## To do:
Could you quote, exactly as they stand, the lines running from the one with "Target: man wearing green cap" to the final line of the material?

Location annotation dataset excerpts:

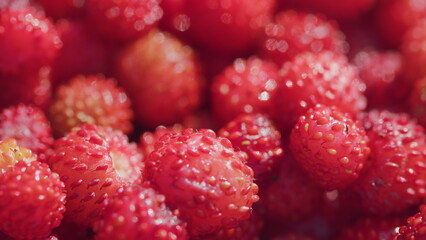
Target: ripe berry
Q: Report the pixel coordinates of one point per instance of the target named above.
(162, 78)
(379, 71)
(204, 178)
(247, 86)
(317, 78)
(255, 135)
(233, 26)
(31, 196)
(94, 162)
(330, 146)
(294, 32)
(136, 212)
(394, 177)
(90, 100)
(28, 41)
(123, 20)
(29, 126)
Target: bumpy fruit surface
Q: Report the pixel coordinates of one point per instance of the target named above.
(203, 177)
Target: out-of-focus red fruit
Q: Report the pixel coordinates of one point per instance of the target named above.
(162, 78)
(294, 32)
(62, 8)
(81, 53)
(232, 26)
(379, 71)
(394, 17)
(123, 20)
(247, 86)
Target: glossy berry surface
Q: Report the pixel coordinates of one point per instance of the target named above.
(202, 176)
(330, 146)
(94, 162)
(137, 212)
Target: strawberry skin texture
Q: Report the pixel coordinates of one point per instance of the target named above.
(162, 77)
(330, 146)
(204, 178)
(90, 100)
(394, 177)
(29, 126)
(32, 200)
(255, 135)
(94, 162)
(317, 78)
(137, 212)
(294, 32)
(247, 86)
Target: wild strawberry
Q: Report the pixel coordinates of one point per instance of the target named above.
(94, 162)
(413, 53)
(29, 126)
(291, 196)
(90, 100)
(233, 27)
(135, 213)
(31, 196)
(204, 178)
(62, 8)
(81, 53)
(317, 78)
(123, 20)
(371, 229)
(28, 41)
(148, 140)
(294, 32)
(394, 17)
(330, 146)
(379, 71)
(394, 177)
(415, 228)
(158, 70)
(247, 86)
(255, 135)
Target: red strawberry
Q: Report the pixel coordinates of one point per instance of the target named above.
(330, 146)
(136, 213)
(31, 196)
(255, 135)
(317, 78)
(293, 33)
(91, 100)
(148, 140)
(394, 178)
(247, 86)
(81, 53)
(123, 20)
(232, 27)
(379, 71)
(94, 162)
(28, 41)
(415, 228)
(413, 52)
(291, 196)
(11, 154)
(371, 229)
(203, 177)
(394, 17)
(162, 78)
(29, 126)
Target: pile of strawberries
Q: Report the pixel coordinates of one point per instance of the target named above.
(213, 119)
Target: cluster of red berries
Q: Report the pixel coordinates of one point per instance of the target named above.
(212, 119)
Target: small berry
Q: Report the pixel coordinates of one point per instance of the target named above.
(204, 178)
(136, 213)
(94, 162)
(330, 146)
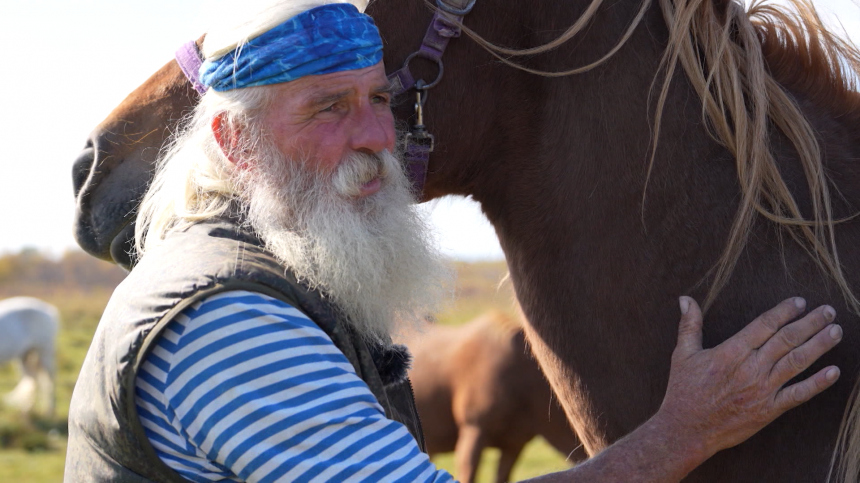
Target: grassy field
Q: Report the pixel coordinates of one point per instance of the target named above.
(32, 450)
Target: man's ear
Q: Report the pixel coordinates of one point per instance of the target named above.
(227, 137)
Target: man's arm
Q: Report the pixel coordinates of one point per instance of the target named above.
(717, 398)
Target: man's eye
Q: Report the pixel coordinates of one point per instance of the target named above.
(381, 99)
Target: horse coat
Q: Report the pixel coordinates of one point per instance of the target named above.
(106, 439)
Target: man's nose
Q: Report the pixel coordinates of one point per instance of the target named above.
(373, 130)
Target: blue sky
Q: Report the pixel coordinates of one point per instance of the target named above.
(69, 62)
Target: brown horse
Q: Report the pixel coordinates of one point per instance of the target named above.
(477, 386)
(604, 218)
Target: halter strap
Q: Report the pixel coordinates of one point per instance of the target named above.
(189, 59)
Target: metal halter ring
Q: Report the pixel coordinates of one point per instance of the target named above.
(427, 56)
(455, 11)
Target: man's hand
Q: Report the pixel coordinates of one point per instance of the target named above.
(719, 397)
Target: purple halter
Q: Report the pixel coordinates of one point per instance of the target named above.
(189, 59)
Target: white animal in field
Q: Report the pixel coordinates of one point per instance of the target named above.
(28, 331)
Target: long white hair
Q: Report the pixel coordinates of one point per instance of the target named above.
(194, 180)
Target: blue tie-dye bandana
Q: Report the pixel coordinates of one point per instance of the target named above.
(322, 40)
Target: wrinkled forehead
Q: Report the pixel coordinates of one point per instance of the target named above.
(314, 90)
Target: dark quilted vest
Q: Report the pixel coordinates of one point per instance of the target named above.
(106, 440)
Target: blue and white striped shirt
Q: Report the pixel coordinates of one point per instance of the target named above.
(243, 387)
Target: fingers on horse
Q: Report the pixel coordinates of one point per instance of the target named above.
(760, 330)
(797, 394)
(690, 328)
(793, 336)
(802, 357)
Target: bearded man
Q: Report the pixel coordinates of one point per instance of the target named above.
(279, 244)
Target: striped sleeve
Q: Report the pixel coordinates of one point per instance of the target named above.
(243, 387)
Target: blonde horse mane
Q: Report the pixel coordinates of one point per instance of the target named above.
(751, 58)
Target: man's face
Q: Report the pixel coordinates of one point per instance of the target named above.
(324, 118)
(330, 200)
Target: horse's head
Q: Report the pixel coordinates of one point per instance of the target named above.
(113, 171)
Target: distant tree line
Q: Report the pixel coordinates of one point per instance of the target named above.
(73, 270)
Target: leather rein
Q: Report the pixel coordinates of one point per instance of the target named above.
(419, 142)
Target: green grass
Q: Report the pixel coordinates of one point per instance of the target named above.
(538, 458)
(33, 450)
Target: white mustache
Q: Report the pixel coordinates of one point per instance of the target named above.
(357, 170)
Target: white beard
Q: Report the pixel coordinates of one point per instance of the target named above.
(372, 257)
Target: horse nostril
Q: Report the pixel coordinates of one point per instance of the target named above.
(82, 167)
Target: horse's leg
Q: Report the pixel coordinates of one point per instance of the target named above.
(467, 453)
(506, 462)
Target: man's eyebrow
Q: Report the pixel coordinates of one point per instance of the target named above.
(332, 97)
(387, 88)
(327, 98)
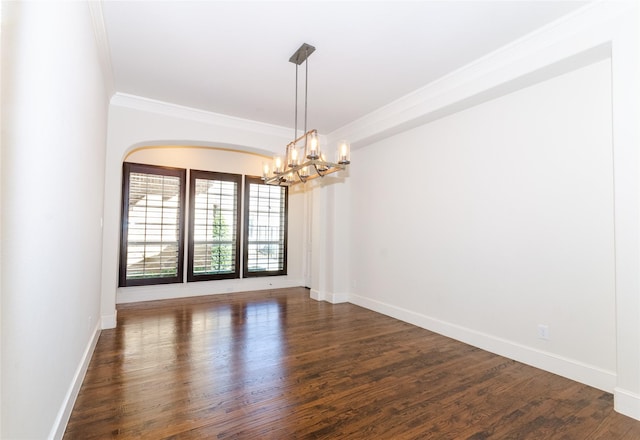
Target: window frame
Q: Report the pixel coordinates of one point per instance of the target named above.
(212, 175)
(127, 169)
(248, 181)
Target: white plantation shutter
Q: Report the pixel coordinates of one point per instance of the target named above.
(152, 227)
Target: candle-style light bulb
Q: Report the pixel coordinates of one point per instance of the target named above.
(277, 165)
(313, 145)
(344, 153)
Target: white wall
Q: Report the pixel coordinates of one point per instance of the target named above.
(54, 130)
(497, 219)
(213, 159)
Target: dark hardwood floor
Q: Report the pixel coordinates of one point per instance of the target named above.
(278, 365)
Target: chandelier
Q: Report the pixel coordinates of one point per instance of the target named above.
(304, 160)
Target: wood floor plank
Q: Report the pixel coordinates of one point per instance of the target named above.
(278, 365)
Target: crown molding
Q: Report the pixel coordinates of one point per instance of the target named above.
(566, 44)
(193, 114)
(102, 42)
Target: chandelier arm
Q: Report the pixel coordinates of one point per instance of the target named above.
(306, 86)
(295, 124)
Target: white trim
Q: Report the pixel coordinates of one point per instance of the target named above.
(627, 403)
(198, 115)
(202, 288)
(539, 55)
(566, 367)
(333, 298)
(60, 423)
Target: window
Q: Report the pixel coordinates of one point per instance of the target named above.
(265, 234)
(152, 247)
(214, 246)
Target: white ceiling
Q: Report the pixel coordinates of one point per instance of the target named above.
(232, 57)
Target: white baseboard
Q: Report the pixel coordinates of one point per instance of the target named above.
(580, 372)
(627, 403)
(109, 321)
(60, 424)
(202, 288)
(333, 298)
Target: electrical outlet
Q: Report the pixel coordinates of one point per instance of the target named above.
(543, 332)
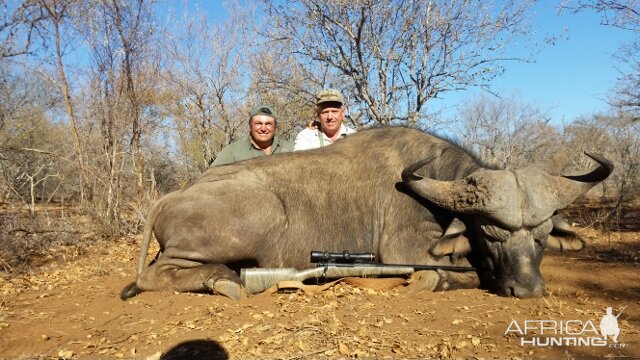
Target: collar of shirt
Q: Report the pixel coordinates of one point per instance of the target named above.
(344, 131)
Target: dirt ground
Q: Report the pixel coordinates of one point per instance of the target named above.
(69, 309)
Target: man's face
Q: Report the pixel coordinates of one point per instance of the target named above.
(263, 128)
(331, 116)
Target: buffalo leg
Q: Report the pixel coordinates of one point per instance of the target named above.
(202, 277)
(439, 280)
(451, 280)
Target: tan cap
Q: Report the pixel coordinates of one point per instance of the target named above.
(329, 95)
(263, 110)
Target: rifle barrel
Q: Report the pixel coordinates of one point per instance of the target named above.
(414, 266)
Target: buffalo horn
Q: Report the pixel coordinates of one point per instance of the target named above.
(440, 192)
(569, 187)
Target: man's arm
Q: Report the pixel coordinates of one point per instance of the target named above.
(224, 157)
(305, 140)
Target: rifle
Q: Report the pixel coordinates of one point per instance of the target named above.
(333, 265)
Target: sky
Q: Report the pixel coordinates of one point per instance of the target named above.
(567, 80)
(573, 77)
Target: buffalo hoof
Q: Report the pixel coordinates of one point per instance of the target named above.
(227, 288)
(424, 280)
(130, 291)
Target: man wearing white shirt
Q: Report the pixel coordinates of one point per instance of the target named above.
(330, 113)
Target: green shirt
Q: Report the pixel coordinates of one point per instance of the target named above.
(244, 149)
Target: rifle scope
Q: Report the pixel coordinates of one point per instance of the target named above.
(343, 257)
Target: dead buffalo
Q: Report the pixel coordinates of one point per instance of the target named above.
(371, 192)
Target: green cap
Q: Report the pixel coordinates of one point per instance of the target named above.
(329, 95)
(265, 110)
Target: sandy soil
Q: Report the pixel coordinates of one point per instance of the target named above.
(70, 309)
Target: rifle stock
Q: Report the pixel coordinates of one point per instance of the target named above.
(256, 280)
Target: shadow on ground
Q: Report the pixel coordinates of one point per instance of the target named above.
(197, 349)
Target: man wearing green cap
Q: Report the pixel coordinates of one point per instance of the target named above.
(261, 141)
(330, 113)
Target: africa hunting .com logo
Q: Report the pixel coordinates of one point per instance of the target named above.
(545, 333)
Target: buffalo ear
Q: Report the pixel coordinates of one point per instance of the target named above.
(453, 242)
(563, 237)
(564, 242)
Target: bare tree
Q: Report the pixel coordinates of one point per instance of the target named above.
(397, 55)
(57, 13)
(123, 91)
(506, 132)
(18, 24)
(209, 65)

## Full output:
Target: man wearing green cap
Q: Report the pixel coordinates of one point per instance of the target named above.
(261, 141)
(330, 113)
Target: africa hunting .com logo
Q: Report the pixel coordinates of one point per instance of the target named above.
(545, 333)
Target: buffalo ear
Q: Report the pixel coordinates of one point per instance of the target named above.
(453, 242)
(563, 237)
(564, 242)
Target: bare tree
Q: Report the pixel coordinates of one point per instance of the target named above.
(397, 55)
(57, 13)
(123, 91)
(506, 132)
(18, 24)
(209, 65)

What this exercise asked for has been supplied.